Registro civil

Pessoas trans ainda enfrentam batalha para retificar o nome

Nos seis primeiros meses deste ano, 22 pessoas trans reconheceram em cartório um direito permitido desde 2018. Serviço evita constrangimentos, mas esbarra na burocracia e carece de divulgação mais adequada

Ana Isabel Mansur
postado em 20/07/2022 06:00
 (crédito: Ed Alves/CB/D.A Press)
(crédito: Ed Alves/CB/D.A Press)

"Dei entrada no processo de retificação de nome e gênero em 2009, e só consegui em 2011." A longa espera enfrentada por Bianca Moura Souza, 53 anos, para garantir o mais básico dos direitos civis não é mais a regra. "Hoje, o processo demora, mais ou menos, seis meses", comemora a moradora de Taguatinga e servidora pública. Na época, ela precisou entrar na Justiça, por meio da Defensoria Pública do Distrito Federal, para ter acesso à adequação. Desde março de 2018, pessoas como Bianca passaram a ter menos dificuldades para exercer a cidadania, quando uma decisão do Supremo Tribunal Federal permitiu a pessoas trans a readequação de nome e gênero diretamente em cartório, independentemente de cirurgia de redesignação de gênero ou de tratamentos hormonais. Apesar da burocracia, as ações judiciais para obter o direito deixaram de ser obrigatórias.

De lá para cá, o Distrito Federal registrou 196 adequações do tipo. Apenas no primeiro semestre de 2022, 22 pessoas trans buscaram o direito, contra 18 no mesmo período do ano passado. Em 2021, no total, foram 41 atos; e em todo 2020, 34. Os números deste ano foram obtidos pelo Correio com exclusividade pela Associação Nacional dos Registradores de Pessoas Naturais (Arpen). "A retificação foi o divisor de águas da minha vida. Antes, não tinha estímulo para nada e meus talentos estavam travados. Passei a ter um horizonte sem limites para ser feliz", emociona-se Bianca, para quem a redesignação significa quebra de paradigmas. "Com isso, as pessoas trans têm um incentivo a mais para estudar e correr atrás de seus sonhos, sem depender das ruas, das mazelas, da prostituição e vislumbrar um futuro de dignidade e respeito", completa a servidora pública.

A possibilidade de retificar os dados diretamente em cartórios trouxe avanços significativos para a população trans. Ludymilla Santiago, uma das fundadoras da Associação do Núcleo de Apoio e Valorização à Vida de Travestis, Transexuais e Transgêneros do Distrito Federal e Entorno (AnavTrans), afirma que, quando o processo exigia participação da Justiça, a decisão ficava a critério do juiz ou juíza responsável pela ação. "Já houve casos absurdos de juízes pedirem para trans desfilarem dentro dos juizados para saber se a pessoa tinha o 'andar' que a identificava com o gênero que estava requerendo", relata. Ela destaca que a identidade de gênero é uma questão de autodeclaração.

**O que fazer:**
[1] Transcreva o trecho da reportagem sobre a retificação de nome de pessoas trans entre "A possibilidade de" e "questão de autodeclaração.", inclusive.
[2] Responda com base na reportagem sobre a retificação de nome de pessoas trans:
(a) Em que ano Bianca Moura Souza conseguiu a retificação de nome e gênero?
(b) Quantas adequações desse tipo o Distrito Federal registrou desde março de 2018?
(c) Qual associação Ludymilla Santiago ajudou a fundar?
[3] Escreva a continuação da reportagem sobre a retificação de nome de pessoas trans, começando depois da última frase apresentada.

(Itens armazenados)
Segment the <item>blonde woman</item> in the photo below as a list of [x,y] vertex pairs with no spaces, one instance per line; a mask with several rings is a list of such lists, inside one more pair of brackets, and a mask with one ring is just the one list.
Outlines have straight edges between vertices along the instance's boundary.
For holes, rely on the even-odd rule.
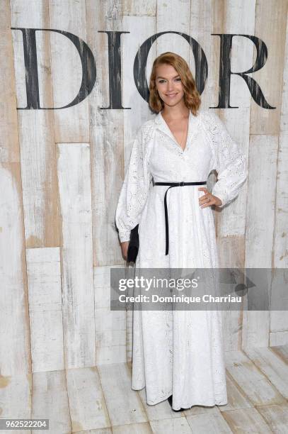
[[[156,58],[149,90],[157,114],[136,134],[115,214],[123,257],[139,225],[137,268],[218,267],[211,207],[238,196],[246,158],[213,110],[200,110],[183,57]],[[226,404],[221,311],[134,310],[132,388],[144,387],[148,404],[168,399],[175,411]]]

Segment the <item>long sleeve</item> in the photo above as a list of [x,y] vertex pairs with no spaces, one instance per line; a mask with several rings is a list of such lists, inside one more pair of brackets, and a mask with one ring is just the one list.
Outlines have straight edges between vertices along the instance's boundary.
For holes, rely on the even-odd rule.
[[146,152],[146,135],[140,127],[133,143],[116,208],[115,224],[121,243],[130,239],[130,231],[139,223],[147,200],[151,175]]
[[207,115],[207,128],[214,156],[214,169],[217,182],[212,194],[219,197],[222,208],[235,199],[247,178],[246,157],[228,133],[221,119],[214,113]]

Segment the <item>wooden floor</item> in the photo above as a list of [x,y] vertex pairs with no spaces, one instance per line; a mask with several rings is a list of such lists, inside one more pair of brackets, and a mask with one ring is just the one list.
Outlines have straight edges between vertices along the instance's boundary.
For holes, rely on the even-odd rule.
[[131,389],[131,367],[115,363],[32,378],[0,375],[0,417],[47,418],[50,430],[41,432],[53,434],[288,433],[288,345],[225,357],[226,406],[179,413],[167,401],[149,406],[145,389]]

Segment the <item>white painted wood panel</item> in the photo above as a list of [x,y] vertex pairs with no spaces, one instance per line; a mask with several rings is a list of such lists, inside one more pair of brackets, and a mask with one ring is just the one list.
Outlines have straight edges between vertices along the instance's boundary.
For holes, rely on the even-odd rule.
[[[49,1],[50,28],[70,32],[87,42],[85,0]],[[82,67],[76,47],[64,35],[50,32],[54,107],[70,104],[82,80]],[[54,110],[57,143],[87,143],[89,137],[88,99],[61,110]]]
[[146,422],[139,394],[131,389],[131,376],[126,363],[102,365],[98,369],[111,424]]
[[95,366],[90,148],[59,143],[57,151],[65,367]]
[[9,0],[0,2],[0,162],[20,160]]
[[21,170],[0,164],[0,366],[6,377],[31,372]]
[[32,372],[64,369],[59,247],[26,250]]
[[[35,372],[33,376],[32,418],[49,419],[49,432],[69,434],[71,421],[65,372]],[[32,430],[36,434],[39,430]]]
[[68,369],[67,382],[72,431],[110,427],[97,369]]
[[229,374],[254,406],[285,402],[276,387],[243,352],[226,352],[225,362]]
[[[106,108],[112,104],[109,79],[119,73],[109,71],[106,31],[121,31],[121,1],[86,0],[87,41],[97,65],[97,80],[89,96],[93,264],[122,264],[115,227],[115,213],[122,187],[123,111]],[[125,30],[125,29],[123,29]],[[124,35],[121,35],[123,40]]]
[[[247,268],[269,269],[272,266],[277,148],[277,135],[255,135],[250,138],[245,252]],[[244,347],[267,346],[269,331],[269,311],[244,310]]]
[[231,433],[269,434],[273,432],[255,408],[224,411],[222,414],[230,426]]
[[[49,28],[47,0],[11,0],[11,27]],[[25,107],[23,42],[21,30],[12,30],[17,106]],[[42,107],[52,106],[50,47],[47,32],[37,31],[36,49]],[[59,245],[58,191],[53,113],[45,110],[18,110],[22,194],[28,247]]]

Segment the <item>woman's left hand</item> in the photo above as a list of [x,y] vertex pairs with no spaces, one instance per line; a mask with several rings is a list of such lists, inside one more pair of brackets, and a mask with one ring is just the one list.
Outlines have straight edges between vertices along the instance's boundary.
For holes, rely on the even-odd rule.
[[211,205],[220,206],[222,204],[222,201],[217,196],[211,194],[206,187],[200,187],[198,190],[202,190],[205,193],[205,194],[203,194],[203,196],[199,198],[199,204],[201,208],[211,206]]

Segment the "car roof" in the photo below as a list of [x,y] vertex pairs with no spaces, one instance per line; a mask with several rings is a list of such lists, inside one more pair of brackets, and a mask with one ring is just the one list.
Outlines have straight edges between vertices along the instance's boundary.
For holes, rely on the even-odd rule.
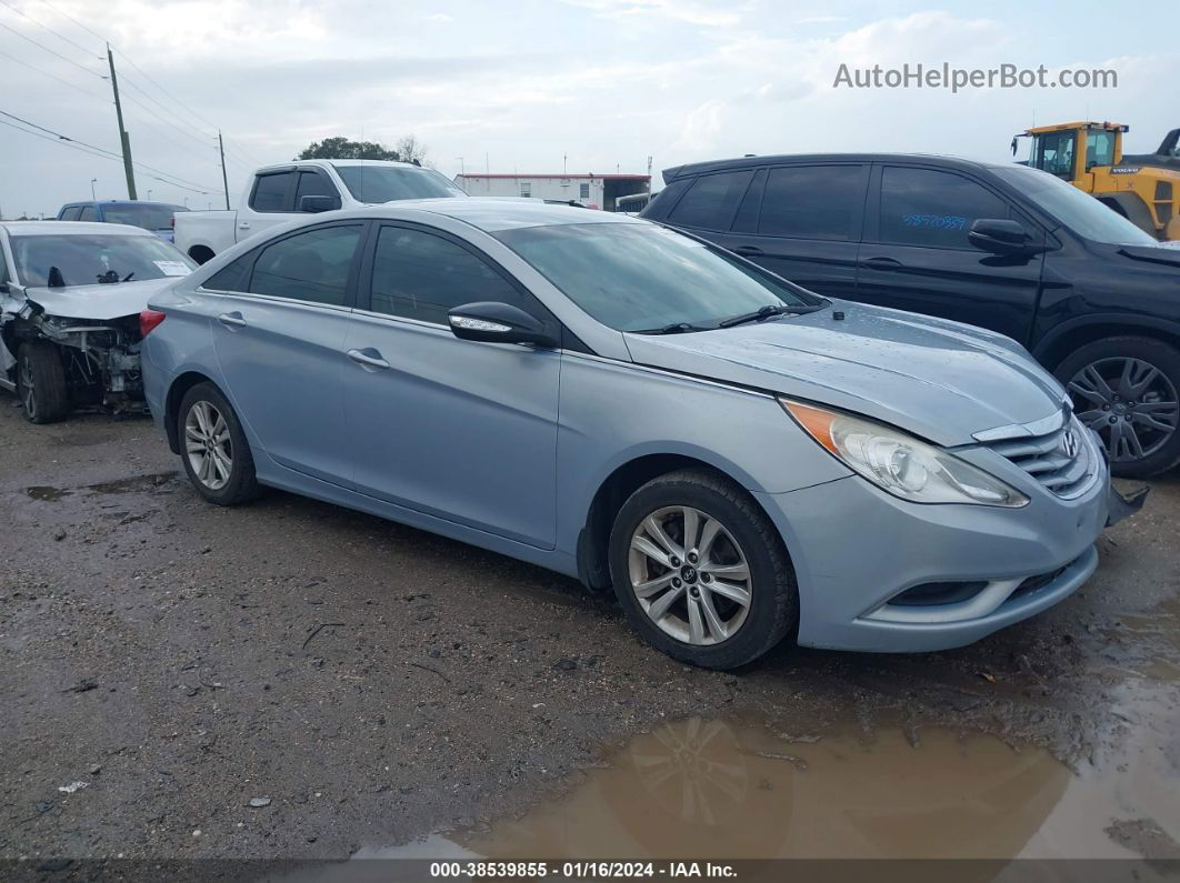
[[441,215],[485,232],[525,226],[563,224],[643,224],[647,222],[609,211],[572,205],[551,205],[540,199],[497,199],[494,197],[448,197],[439,199],[399,199],[384,205],[347,212],[355,217],[387,217],[391,211],[424,211]]
[[101,233],[104,236],[155,236],[151,230],[130,224],[103,224],[97,220],[2,220],[0,228],[8,236],[76,236]]
[[713,159],[704,163],[689,163],[664,169],[664,183],[702,172],[715,172],[728,169],[754,169],[762,165],[799,164],[799,163],[922,163],[924,165],[944,166],[946,169],[995,169],[1015,165],[1012,163],[991,163],[982,159],[964,159],[942,153],[776,153],[766,157],[734,157],[732,159]]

**Respostas do exercício:**
[1]
A possibilidade de retificar os dados diretamente em cartórios trouxe avanços significativos para a população trans. Ludymilla Santiago, uma das fundadoras da Associação do Núcleo de Apoio e Valorização à Vida de Travestis, Transexuais e Transgêneros do Distrito Federal e Entorno (AnavTrans), afirma que, quando o processo exigia participação da Justiça, a decisão ficava a critério do juiz ou juíza responsável pela ação. "Já houve casos absurdos de juízes pedirem para trans desfilarem dentro dos juizados para saber se a pessoa tinha o 'andar' que a identificava com o gênero que estava requerendo", relata. Ela destaca que a identidade de gênero é uma questão de autodeclaração.

[2]
(a) Em 2011.
(b) 196.
(c) A Associação do Núcleo de Apoio e Valorização à Vida de Travestis, Transexuais e Transgêneros do Distrito Federal e Entorno (AnavTrans).

[3]
Dificuldades

A ampliação do serviço em cartório esbarra em desafios como burocracia, divulgação e acesso a oportunidades. "Tem todo um trâmite. A pessoa precisa ter a documentação do seu cartório de origem, porém, o trânsito desses cidadãos é muito grande dentro do nosso território e isso gera dificuldades. Além disso, muitos não têm condições financeiras para arcar com todos os custos (veja mais em Valores). Por mais que a determinação do STF seja importante, o ideal seria termos leis, vindas dos nossos parlamentos", pondera Ludymilla.

Apesar do ligeiro aumento das retificações entre 2021 e 2022, o número de pedidos é baixo. Mesmo com a facilitação do acesso ao direito, o caminho das pessoas trans em busca da real cidadania ainda é repleto de dificuldades. "Essa procura, de fato, ainda é muito pequena, justamente por falta de políticas públicas. Grande parte dessa população sequer sabe que tem esse direito ou como adquiri-lo. O Estado não faz a divulgação adequada", critica Ludymilla, que ressalta a falta de preparo das pessoas envolvidas. "Não são todos os cartórios que sabem lidar com esses trâmites. Muitos trabalhadores não foram capacitados nem instruídos para lidar com essa demanda", completa.

Isabel Amora, psicóloga da Coordenação de Atenção Psicossocial (CoaP) da Universidade de Brasília (UnB), onde conduz psicoterapia em grupo para a população LGBTQIA , aponta outra importante conquista advinda com a possibilidade de retificação de nome e gênero em cartório: o fim da necessidade de apresentação de laudos psicológicos e psiquiátricos para obter o direito. "Pessoas trans são muito marginalizadas e é muito comum terem seus nomes desrespeitados em serviços públicos", cita a especialista. Ela acrescenta que os danos aumentam ainda mais a exclusão social do grupo. "Essa violência faz com que pessoas trans entrem em intenso sofrimento mental e até mesmo deixem de utilizar os serviços públicos, por medo de sofrerem constrangimentos e humilhações. Negar o nome é negar uma existência", continua a psicóloga.

Aceitação

Isabel aponta a importância psicológica de ter a verdadeira designação registrada. "O nome é a primeira coisa pelo qual somos reconhecidos. Ele faz parte do nosso Eu, de como nos vemos e queremos ser reconhecidos pelos outros", completa a especialista, que pede mais campanhas públicas de combate à transfobia, divulgação dos direitos das pessoas trans e treinamento de agentes públicos para o atendimento ao público.

Davi Marques Cantanhede, advogado civil que atua em parceria com Gabriel Pietricovsky, analisa a importância jurídica da facilidade do acesso à retificação. "Mesmo que já tivessem os direitos garantidos e decisões favoráveis, a necessidade de recorrer ao judiciário significava custos, exposições desconfortáveis e gasto de tempo para mero reconhecimento de um direito pessoal", elenca.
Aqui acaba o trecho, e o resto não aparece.